## DIRECTION 1
Reproduce the McMahon article word for word, everything from "B.C. artist ready" down to "appearance by Cummings.".
## DIRECTION 2
Answer these from the McMahon article:
(a) At what venue did McMahon open for Burton Cummings last June?
(b) What time does his Lethbridge Folk Club show start?
(c) How many albums has he released in his career?
## DIRECTION 3
According to the McMahon article, why is the name of his No Town Left Un-Toured tour a fitting title?

## QUOTED PASSAGE
--- START ---

November 17th, 2024

B.C. artist ready for folk club debut

By Al Beeber - Lethbridge Herald on March 14, 2024.

LETHBRIDGE HERALDabeeber@lethbridgeherald.com

Ryan McMahon is no stranger to Lethbridge. The Vancouver Island-based artist is well familiar with the city but when he stood alone on stage last June at the Enmax Centre with acoustic guitar in hand to warm up a crowd eager to see Canadian icon Burton Cummings, he may not have known what to expect.
In his brief set, McMahon wowed the crowd who crammed the Enmax bowl, making new fans as he set the stage for the appearance by Cummings.
Now McMahon is returning to Lethbridge but to a smaller venue – the Cave at Lethbridge College where he will perform for the Lethbridge Folk Club Saturday in a show starting at 6:30 p.m. with opener Steve Keenan.
McMahon will be bringing his No Town Left Un-Toured tour to the city, the title of his sojourn apt given how many communities across western Canada he’s performed in during his career.
In that 25-year career, McMahon has released five albums and has shown himself to be an artist with not only a fantastic voice and songwriting chops but who can also engage with an audience as he showed at the Cummings show.

--- END ---

## STORED ROWS

--- START ---

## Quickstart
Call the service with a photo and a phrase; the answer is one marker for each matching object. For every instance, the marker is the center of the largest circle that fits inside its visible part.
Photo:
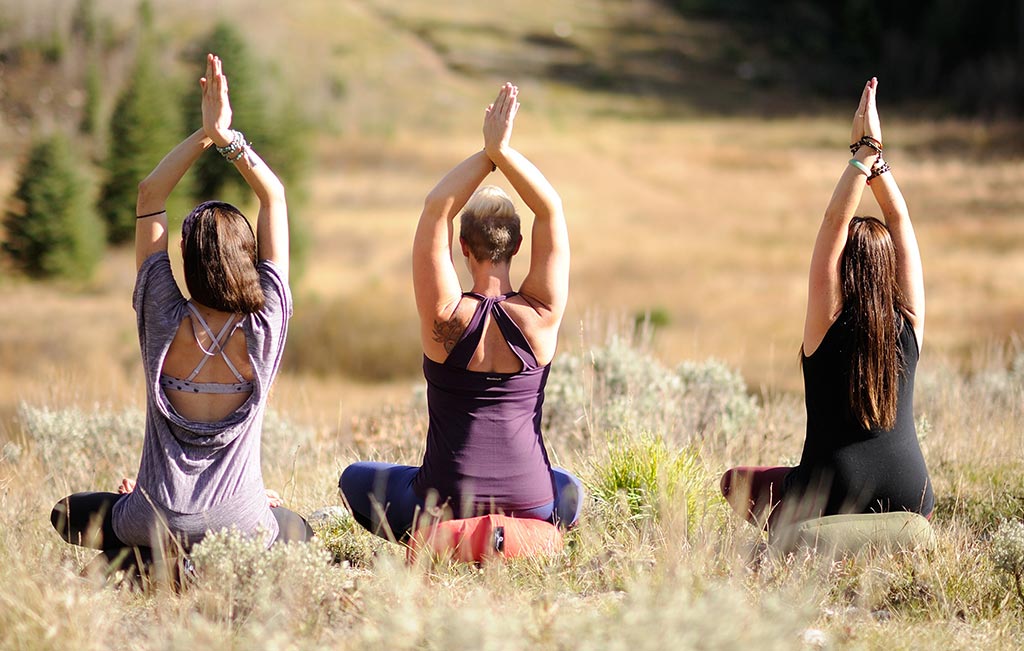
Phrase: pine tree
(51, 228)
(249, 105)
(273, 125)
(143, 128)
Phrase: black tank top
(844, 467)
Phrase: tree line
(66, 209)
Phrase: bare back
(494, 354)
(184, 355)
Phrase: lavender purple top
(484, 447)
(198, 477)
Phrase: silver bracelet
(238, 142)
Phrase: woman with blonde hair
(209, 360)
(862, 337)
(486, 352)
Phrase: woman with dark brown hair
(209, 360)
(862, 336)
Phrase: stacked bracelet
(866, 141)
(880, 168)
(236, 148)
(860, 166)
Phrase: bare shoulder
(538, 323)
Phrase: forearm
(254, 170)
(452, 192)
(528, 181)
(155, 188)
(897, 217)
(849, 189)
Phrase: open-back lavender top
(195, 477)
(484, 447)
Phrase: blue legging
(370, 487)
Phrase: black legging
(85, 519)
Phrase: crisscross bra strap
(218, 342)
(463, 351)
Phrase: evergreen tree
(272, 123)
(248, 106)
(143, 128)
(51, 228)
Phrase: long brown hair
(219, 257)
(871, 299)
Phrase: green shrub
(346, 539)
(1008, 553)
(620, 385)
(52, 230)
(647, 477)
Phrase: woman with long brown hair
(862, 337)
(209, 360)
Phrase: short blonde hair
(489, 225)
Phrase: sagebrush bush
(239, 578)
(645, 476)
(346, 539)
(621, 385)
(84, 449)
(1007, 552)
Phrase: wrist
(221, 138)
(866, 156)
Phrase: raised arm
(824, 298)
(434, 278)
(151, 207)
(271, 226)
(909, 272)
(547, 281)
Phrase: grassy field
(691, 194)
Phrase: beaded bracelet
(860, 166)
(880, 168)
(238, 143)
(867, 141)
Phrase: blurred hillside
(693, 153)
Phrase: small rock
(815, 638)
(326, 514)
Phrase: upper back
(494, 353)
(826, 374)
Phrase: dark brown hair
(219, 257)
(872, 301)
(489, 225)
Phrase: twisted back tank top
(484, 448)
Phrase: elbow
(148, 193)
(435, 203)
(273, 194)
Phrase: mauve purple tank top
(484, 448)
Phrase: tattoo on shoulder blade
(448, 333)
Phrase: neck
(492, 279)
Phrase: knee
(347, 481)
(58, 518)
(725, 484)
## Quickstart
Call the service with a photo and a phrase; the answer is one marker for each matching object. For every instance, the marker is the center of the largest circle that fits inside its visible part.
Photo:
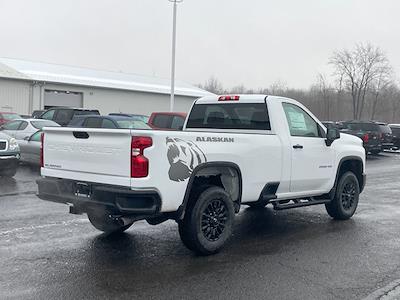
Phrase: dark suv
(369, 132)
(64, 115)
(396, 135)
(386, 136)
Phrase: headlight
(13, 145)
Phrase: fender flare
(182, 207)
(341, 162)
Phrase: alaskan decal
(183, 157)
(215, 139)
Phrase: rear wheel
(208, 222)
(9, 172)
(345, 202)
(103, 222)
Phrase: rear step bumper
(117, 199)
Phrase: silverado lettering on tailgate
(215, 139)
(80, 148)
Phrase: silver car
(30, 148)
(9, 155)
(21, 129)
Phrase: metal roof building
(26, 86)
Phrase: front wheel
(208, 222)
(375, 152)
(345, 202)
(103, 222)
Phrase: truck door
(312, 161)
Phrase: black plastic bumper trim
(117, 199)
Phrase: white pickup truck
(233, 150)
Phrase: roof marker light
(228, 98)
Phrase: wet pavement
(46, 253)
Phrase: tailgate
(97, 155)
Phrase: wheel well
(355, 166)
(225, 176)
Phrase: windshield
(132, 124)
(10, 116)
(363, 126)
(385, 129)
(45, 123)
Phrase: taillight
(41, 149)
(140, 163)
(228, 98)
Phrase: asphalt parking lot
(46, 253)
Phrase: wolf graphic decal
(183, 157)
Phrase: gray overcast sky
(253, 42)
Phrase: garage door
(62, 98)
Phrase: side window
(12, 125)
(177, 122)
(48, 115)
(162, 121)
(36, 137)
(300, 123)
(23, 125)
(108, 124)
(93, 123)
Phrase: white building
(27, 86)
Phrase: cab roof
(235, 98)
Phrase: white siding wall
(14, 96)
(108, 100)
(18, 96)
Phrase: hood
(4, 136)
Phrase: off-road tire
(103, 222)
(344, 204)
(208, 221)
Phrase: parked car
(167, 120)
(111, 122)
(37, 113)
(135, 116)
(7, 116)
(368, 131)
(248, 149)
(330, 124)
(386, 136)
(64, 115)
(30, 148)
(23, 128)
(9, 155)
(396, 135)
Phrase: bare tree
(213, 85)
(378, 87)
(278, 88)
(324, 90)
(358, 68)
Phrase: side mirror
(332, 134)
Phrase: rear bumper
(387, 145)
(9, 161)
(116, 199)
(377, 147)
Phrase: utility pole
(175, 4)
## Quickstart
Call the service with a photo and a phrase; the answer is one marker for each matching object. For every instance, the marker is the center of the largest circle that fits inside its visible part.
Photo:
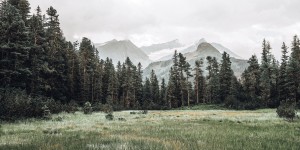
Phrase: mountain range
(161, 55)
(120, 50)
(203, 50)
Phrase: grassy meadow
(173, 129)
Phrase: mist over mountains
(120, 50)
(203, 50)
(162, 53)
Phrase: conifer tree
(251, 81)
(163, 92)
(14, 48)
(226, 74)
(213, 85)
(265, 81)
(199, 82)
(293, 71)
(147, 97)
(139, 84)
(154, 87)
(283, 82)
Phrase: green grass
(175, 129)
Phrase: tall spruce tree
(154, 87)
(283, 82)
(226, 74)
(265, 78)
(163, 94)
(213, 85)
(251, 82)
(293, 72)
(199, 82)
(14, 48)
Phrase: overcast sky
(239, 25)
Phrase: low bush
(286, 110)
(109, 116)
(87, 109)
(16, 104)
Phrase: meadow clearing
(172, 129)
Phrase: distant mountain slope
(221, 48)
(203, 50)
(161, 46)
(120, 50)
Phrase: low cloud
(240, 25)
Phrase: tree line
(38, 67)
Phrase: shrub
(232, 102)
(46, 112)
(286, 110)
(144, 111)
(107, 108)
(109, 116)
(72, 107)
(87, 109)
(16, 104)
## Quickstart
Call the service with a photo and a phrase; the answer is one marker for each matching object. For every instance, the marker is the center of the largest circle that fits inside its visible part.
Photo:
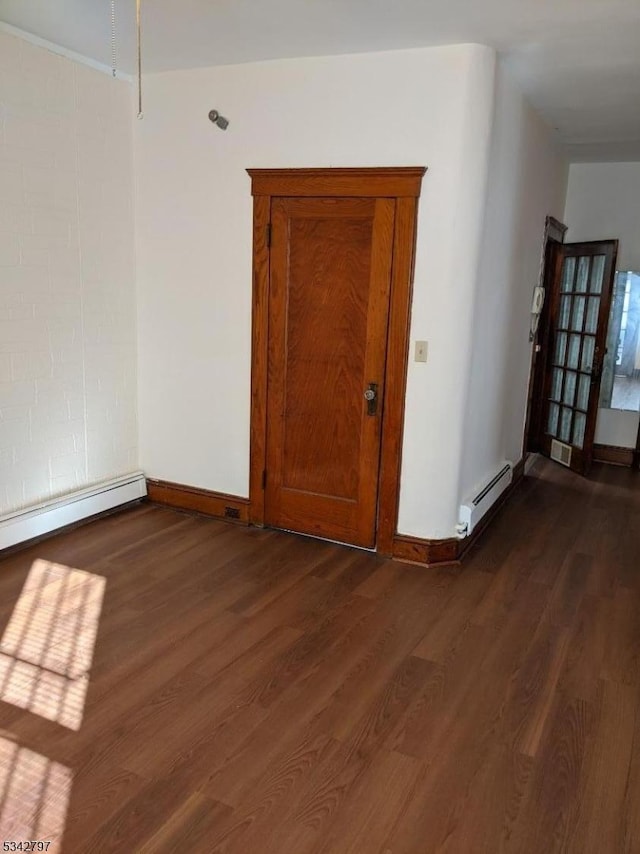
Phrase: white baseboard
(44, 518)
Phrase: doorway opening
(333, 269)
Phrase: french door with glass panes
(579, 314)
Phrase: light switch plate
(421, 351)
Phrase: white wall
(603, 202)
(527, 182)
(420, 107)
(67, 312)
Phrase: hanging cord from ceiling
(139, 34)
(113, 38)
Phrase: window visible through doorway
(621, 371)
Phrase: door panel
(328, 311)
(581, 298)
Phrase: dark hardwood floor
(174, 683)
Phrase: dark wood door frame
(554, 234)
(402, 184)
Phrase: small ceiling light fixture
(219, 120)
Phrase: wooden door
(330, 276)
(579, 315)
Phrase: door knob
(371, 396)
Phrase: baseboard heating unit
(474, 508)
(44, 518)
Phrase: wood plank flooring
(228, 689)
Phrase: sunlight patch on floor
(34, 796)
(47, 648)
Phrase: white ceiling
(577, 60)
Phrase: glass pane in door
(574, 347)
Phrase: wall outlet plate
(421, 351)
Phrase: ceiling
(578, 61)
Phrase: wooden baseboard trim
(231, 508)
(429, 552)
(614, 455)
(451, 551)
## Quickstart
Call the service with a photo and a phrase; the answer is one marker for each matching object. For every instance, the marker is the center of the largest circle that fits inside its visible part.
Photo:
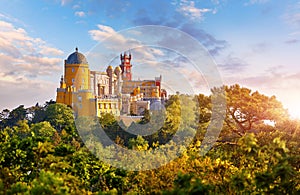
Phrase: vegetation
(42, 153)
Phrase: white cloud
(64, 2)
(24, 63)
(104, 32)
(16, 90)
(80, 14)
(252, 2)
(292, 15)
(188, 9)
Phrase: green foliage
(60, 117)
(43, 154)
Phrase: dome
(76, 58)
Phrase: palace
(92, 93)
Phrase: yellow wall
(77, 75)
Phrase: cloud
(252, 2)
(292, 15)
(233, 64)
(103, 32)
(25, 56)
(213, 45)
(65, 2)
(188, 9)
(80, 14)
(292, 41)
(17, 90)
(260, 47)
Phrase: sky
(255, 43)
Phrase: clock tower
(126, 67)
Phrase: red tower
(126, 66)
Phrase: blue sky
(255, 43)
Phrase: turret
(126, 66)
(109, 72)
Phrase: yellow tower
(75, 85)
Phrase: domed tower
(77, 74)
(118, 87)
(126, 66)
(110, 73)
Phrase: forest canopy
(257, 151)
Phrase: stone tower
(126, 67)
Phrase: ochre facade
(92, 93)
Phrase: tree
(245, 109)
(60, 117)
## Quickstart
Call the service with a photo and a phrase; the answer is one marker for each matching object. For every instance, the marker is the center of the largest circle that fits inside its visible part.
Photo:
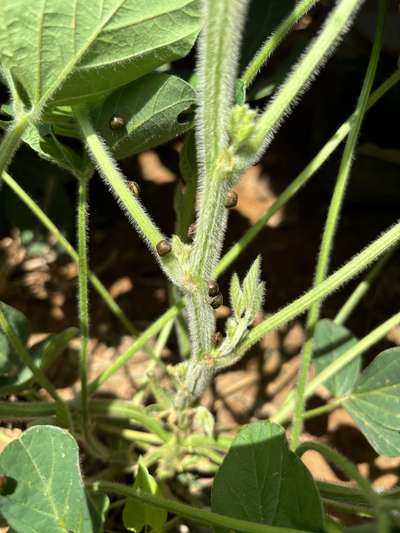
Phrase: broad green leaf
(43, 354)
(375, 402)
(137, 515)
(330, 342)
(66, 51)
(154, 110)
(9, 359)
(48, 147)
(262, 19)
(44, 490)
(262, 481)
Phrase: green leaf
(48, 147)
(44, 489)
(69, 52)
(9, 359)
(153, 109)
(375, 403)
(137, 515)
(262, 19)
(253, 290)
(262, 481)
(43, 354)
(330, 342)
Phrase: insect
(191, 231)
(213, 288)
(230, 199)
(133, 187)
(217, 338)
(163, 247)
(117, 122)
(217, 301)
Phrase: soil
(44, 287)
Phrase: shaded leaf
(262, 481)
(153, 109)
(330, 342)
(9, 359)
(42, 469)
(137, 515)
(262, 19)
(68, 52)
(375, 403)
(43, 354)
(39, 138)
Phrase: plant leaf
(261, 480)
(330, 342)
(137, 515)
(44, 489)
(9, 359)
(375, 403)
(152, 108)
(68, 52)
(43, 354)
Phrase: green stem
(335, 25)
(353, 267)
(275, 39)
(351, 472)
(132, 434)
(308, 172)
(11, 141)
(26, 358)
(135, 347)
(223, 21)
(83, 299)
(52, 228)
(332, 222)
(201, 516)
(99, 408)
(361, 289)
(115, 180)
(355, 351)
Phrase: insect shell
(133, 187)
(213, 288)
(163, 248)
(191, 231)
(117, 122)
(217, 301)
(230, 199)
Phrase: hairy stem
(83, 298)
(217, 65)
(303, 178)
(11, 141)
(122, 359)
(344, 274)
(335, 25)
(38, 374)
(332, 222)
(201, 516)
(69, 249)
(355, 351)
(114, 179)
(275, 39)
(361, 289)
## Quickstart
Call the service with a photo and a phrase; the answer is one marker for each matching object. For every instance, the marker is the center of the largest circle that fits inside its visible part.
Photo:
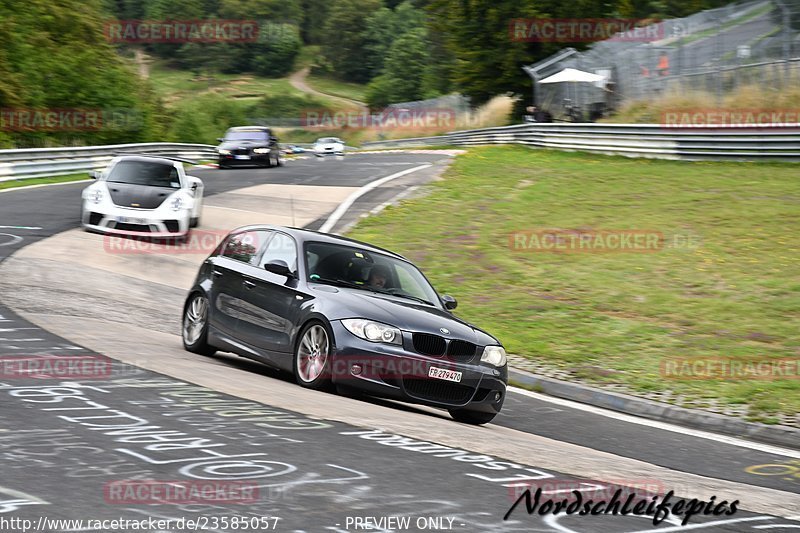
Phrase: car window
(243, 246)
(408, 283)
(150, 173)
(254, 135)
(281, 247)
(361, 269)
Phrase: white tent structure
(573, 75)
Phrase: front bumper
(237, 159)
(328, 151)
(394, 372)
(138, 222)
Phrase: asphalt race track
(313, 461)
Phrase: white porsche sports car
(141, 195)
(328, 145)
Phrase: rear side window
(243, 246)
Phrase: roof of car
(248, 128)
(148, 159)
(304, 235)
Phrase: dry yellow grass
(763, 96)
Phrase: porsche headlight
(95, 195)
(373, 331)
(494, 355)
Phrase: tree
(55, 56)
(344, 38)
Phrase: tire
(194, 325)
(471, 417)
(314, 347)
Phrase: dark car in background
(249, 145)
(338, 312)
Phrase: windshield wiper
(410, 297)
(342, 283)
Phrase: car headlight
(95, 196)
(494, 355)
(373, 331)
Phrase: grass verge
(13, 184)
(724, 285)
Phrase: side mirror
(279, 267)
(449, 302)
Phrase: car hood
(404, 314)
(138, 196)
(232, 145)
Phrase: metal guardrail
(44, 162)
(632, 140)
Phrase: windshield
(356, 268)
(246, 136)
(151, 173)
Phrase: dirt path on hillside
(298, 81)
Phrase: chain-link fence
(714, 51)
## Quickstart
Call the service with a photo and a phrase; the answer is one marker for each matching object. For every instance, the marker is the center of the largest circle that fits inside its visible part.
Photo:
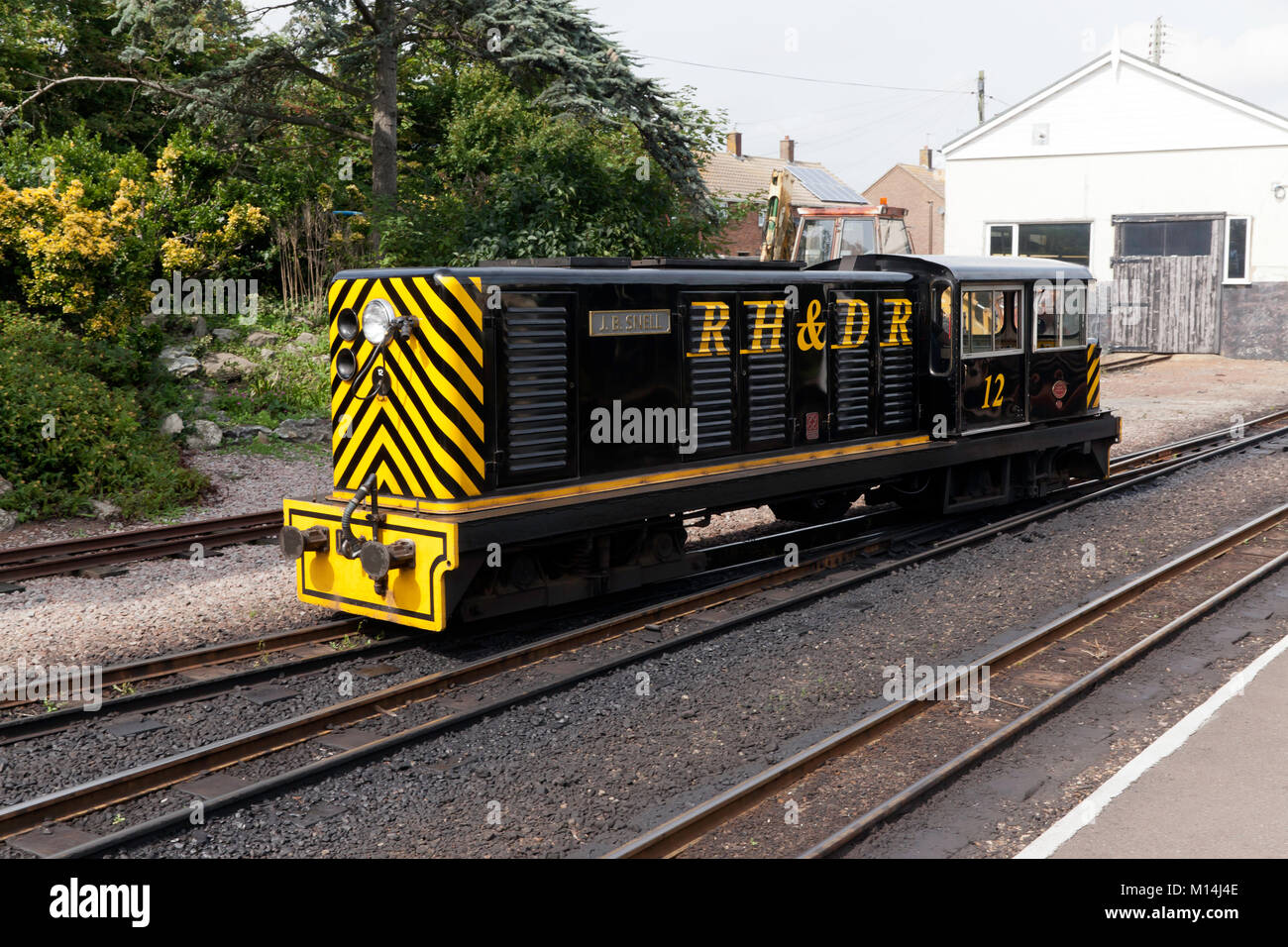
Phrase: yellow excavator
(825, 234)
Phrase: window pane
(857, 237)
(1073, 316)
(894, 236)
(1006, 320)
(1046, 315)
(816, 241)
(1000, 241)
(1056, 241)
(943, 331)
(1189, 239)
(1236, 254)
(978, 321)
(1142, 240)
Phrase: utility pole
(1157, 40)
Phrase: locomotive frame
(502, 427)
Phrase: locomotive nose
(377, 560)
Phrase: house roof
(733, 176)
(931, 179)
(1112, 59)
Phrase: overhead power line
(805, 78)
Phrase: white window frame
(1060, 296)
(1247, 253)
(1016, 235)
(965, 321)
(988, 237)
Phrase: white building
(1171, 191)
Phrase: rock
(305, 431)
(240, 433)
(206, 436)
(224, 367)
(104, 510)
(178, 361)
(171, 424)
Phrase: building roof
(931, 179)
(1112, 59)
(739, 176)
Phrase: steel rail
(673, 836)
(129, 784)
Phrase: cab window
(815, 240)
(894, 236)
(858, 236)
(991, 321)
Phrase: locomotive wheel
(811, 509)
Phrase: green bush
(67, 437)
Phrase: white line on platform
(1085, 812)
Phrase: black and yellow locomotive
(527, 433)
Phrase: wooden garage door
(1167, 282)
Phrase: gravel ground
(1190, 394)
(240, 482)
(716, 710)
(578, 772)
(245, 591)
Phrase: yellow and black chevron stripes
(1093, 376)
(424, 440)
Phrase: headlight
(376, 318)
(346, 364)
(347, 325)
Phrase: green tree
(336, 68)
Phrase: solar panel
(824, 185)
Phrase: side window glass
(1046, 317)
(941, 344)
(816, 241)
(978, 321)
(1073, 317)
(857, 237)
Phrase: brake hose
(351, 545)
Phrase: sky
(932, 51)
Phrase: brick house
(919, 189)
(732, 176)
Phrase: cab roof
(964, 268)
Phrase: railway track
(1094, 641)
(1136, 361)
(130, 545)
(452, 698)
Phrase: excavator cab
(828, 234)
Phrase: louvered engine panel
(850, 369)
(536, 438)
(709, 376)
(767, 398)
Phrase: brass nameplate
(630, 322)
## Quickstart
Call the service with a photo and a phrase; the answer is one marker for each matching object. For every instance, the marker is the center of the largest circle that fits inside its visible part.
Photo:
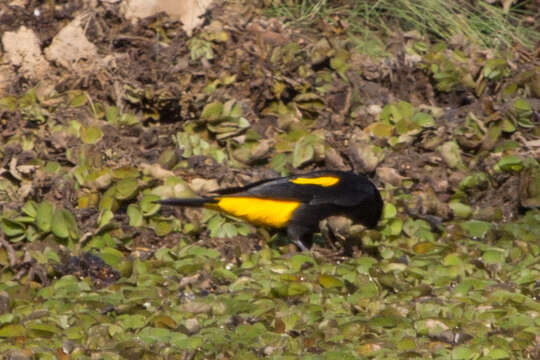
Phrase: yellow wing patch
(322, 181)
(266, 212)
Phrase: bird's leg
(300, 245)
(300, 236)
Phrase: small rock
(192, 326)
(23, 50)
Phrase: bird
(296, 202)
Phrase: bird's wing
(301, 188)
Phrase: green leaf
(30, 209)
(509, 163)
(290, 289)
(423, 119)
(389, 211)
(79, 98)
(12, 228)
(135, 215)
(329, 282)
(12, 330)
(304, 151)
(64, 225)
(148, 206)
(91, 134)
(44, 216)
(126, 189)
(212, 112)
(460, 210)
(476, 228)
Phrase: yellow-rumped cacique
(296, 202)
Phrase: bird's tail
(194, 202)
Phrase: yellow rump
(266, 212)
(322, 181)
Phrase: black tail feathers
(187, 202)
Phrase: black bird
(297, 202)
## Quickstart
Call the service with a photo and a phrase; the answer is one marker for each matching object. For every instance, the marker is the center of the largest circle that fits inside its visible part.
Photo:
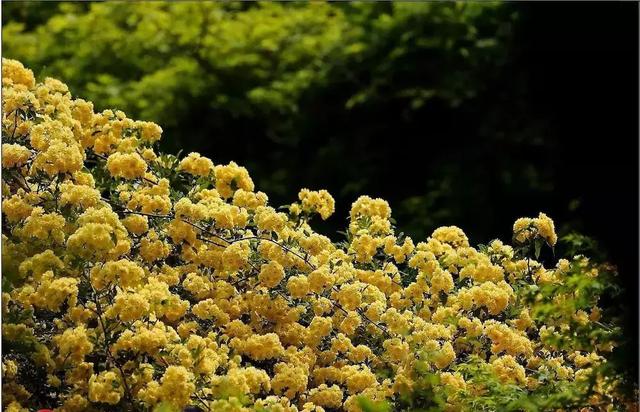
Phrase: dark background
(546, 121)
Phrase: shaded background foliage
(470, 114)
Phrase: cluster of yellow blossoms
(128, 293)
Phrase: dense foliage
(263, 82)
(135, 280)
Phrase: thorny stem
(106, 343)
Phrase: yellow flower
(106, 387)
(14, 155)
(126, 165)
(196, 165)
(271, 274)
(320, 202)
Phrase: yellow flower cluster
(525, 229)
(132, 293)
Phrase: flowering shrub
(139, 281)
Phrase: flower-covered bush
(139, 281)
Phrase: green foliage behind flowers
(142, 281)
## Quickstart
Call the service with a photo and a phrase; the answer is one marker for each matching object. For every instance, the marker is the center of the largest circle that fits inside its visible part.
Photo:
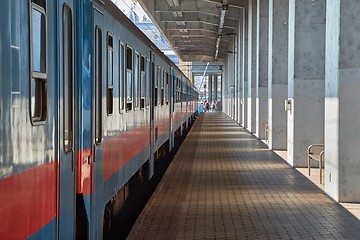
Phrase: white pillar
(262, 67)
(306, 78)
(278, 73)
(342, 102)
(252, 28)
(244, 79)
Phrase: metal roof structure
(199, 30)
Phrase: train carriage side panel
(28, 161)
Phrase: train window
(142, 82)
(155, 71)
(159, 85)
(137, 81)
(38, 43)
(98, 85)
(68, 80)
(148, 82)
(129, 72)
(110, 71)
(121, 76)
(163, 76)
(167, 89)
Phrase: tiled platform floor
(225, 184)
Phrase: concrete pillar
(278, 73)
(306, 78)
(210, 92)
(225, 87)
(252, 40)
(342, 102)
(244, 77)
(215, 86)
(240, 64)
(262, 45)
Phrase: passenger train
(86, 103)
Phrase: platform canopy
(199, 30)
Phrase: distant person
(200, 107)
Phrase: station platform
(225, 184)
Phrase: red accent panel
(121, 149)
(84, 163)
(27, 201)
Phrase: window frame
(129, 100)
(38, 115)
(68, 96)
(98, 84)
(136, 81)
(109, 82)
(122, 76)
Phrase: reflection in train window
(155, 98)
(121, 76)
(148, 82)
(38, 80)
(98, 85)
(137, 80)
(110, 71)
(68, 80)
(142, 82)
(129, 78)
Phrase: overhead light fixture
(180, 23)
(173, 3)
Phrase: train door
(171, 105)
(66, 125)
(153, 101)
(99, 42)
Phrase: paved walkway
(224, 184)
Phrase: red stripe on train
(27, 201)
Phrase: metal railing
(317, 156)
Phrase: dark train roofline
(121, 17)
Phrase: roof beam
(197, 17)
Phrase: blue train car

--- END ---

## EXPECTED ANSWER 1
B.C. artist ready for folk club debut

By Al Beeber - Lethbridge Herald on March 14, 2024.

LETHBRIDGE HERALDabeeber@lethbridgeherald.com

Ryan McMahon is no stranger to Lethbridge. The Vancouver Island-based artist is well familiar with the city but when he stood alone on stage last June at the Enmax Centre with acoustic guitar in hand to warm up a crowd eager to see Canadian icon Burton Cummings, he may not have known what to expect.
In his brief set, McMahon wowed the crowd who crammed the Enmax bowl, making new fans as he set the stage for the appearance by Cummings.

## EXPECTED ANSWER 2
(a) The Enmax Centre.
(b) 6:30 p.m.
(c) Five.

## EXPECTED ANSWER 3
The title suits him because he has performed in so many communities across western Canada over his career.